● REQUIRED TASK
Rewrite the lines below, changing "church tower" to "bell tower" and leaving everything else unchanged.

● SUPPLIED ENTRIES
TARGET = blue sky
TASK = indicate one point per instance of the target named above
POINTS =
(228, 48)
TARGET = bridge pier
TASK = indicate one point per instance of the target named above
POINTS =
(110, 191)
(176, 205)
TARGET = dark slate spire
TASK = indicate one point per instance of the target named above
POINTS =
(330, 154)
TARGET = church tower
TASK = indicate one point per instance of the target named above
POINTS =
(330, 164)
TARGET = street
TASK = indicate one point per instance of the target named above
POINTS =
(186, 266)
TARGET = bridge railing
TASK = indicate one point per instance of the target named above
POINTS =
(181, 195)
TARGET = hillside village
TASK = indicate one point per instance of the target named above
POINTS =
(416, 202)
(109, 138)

● SOLVED PROBLEM
TARGET = blue sky
TASK = indicate one point per instance of the target named above
POINTS =
(228, 48)
TARGET = bridge pier
TASK = indicate one point per instance of the target named above
POINTS =
(110, 191)
(176, 205)
TARGET = dark slate spire
TASK = indicate one point per instance of the target named above
POINTS =
(330, 154)
TARGET = bell tower
TASK = indicate one point per instance of the target named above
POINTS =
(330, 164)
TARGET = street
TASK = indicate one point per instance of the target named above
POINTS =
(186, 266)
TARGET = bridge railing
TASK = indicate one point per instance of the target named above
POINTS =
(181, 195)
TARGET = hillside village
TASK = indicate one point per instance of the target named above
POINTS =
(416, 202)
(109, 138)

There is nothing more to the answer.